BRIEF A: Pull out every line of the records that contains the string "dresser", matching case exactly.

SOURCE DOCUMENT:
▽

Hive Hive
Sign in

feat(server): split database runtime and migration roles

GitHub issue · Closed

Metadata
Source
tuist/tuist #11408
Updated
Jun 24, 2026
Details

Summary

This PR introduces the first step of the database hardening plan: splitting the database role used for schema ownership and migrations from the role used by the running Tuist web application.

Today, managed CNPG deployments expose the CNPG-generated <cluster>-app Secret to both the migration Job and server pods. That Secret belongs to the postgresql.cnpg.owner role (tuist_app by default), which is the role created during bootstrap.initdb and the owner of objects produced by Ecto migrations. In practice, the web runtime therefore runs with the same privileges needed to create and evolve schema objects.

That works operationally, but it is broader than the runtime needs. It also makes it difficult to support customers with stricter database controls, because there was no first-class way to say:

  • migrations should run as the schema owner
  • the web application should run as a narrower DML role
  • migrations should keep that runtime role up to date as tables, sequences, and functions change

This PR adds that split while keeping the rollout safe for existing managed deployments.

Motivation

This came from the investigation into whether Tuist can avoid requiring broad access to PostgreSQL’s default public schema for customers with stricter internal policies.

The important distinction is:

  • using the public schema is not automatically a security smell
  • using an application runtime role with schema ownership / DDL privileges is a much stronger security smell

Custom schema support is still a separate concern and is not implemented here. Before adding custom-schema support, we should make the role model safer and more explicit. Otherwise a custom schema would still be accessed by an overly powerful runtime role, just in a different namespace.

This PR therefore focuses on the foundational role boundary:

  • tuist_app: owner / migration role
  • tuist_web: web runtime role
  • tuist_processor: existing least-privilege processor role
  • tuist_ops_ro: existing read-only operator role

That gives us a safer database posture now and a cleaner foundation for custom schema support later.

Root Cause / Previous Behavior

This is not a bugfix for a production incident, but it does fix a structural limitation in our deployment model.

Before this PR:

  • Tuist.Release.migrate/0 loaded the application and ran migrations using the configured DATABASE_URL.

△

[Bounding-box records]

▽

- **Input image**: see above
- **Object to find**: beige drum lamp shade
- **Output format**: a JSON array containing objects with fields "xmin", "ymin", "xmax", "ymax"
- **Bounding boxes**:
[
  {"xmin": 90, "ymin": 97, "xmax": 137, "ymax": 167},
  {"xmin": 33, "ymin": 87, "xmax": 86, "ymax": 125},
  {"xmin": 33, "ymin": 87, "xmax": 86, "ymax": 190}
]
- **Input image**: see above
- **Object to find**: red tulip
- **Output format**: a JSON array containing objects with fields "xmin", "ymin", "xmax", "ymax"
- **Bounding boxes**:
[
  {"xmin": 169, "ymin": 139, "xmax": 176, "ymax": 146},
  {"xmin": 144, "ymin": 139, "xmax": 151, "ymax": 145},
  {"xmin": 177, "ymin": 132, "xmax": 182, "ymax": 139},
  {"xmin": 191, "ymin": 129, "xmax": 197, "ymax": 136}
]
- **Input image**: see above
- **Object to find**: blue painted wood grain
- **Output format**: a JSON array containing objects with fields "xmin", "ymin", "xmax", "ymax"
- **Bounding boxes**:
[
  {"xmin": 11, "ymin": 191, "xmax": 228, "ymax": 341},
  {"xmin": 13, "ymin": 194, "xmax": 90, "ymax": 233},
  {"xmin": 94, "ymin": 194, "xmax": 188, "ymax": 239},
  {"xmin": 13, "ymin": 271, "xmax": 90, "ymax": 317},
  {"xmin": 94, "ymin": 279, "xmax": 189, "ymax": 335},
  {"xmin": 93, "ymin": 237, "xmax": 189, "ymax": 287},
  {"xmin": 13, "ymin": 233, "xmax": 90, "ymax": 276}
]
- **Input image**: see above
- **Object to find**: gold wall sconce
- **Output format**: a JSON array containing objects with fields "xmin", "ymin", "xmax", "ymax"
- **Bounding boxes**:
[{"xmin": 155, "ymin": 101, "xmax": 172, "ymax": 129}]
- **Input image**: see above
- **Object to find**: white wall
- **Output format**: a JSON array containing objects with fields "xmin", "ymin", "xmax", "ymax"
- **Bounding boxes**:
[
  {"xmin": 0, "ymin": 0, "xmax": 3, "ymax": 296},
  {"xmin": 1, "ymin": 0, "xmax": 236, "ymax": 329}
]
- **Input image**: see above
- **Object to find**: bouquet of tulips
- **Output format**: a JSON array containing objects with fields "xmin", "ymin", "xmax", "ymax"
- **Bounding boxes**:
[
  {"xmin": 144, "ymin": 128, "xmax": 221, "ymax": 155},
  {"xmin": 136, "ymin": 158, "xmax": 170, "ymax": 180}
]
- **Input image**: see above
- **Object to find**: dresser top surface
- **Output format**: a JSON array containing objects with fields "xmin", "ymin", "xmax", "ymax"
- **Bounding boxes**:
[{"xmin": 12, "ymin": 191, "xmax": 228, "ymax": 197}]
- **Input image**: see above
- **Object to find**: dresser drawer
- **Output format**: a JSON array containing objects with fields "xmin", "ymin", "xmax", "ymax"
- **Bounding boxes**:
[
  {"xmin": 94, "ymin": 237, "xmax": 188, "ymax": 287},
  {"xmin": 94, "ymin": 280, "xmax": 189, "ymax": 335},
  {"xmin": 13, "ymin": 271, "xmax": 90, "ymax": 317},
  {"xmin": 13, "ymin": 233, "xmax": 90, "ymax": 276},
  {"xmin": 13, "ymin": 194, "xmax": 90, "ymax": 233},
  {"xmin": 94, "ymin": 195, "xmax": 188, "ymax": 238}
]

△

BRIEF B: Write what comes next in the GitHub issue on splitting the database runtime and migration roles, picking up after its last line.

EXERCISE RESULT A:
- **Object to find**: dresser top surface
- **Object to find**: dresser drawer

EXERCISE RESULT B:
  • In managed CNPG mode, both the migration Job and server Deployment read DATABASE_URL from the CNPG owner Secret (<cluster>-app).
  • There was no TUIST_MIGRATION_DATABASE_URL override for release migrations.
  • There was no post-migration grant step to keep a runtime role aligned with newly-created tables, sequences, or functions.
  • The managed chart already had narrower roles for processor and Ops read-only access, but not for the web runtime.

The observed limitation was that a deployment could not safely set DATABASE_URL to a narrow web role and still run migrations, because migrations need ownership/DDL privileges and future objects would not automatically be granted back to the runtime role.

What Changed

Release Migration Role Support

Tuist.Release.migrate/0 now supports TUIST_MIGRATION_DATABASE_URL.

When set, the release task:

  • forces the migration pool size to 1, as before
  • uses TUIST_MIGRATION_DATABASE_URL as the effective migration URL
  • updates the loaded Tuist.Repo runtime config so release migrations really use the migration URL even when the release was booted with a narrower DATABASE_URL
  • leaves other repos untouched, including Tuist.IngestRepo

This matters because release config is evaluated before the migration function body in some boot paths. Merely setting DATABASE_URL inside the function is not enough; the already-loaded Repo config must also be updated.

Runtime Role Grants

Tuist.Release.migrate/0 now optionally reads TUIST_DATABASE_RUNTIME_ROLE.

When set, after PostgreSQL migrations complete, it grants the runtime role:

  • CONNECT on the application database
  • USAGE on public
  • no CREATE on public
  • SELECT, INSERT, UPDATE, DELETE on all existing tables in public
  • USAGE, SELECT on all existing sequences in public
  • EXECUTE on all existing functions in public
  • read-only access to public.schema_migrations
  • default privileges for future tables, sequences, and functions

It also revokes CREATE from PUBLIC on the database/schema path as defense in depth.

The runtime role name is validated as an unquoted PostgreSQL identifier before being interpolated, and identifiers are quoted before SQL execution.

Runtime Database URL Parsing

The chart composes database URLs with URL-encoded passwords. Tuist.Environment now centralizes database URL parsing so runtime boot and release migrations decode credentials the same way before passing them to Postgrex.

This is important for generated passwords containing @, :, /, ?, or similar URL-significant characters. The processor path already encoded passwords in URLs; the new web runtime URL follows the same pattern.

CNPG Web Runtime Role

The Helm chart now declares a CNPG-managed web runtime role:

postgresql:
cnpg:
roles:
web:
name: tuist_web

CNPG creates and reconciles that role the same way it already handles tuist_processor and tuist_ops_ro.

The chart also adds a WEB_DATABASE_PASSWORD ExternalSecret, producing the managed role Secret:

  • username
  • password
  • uri

The uri points at the CNPG -rw Service and uses the tuist_web role.

Managed Server / Migration Wiring

In managed CNPG mode:

  • migration jobs continue to use the CNPG owner Secret (<cluster>-app)
  • server pods can switch to the tuist_web Secret
  • TUIST_USE_SSL_FOR_DATABASE=0 remains unchanged for in-cluster CNPG connections
  • self-hosted/unmanaged CNPG installs keep the previous owner-Secret behavior by default

The migration Job also exports TUIST_MIGRATION_DATABASE_URL from the owner Secret, so the release task has an explicit migration URL even if the runtime URL is different.

Rollout Strategy

The rollout sequence is the trickiest part of this change because our managed migration Job runs as a Helm pre-upgrade hook.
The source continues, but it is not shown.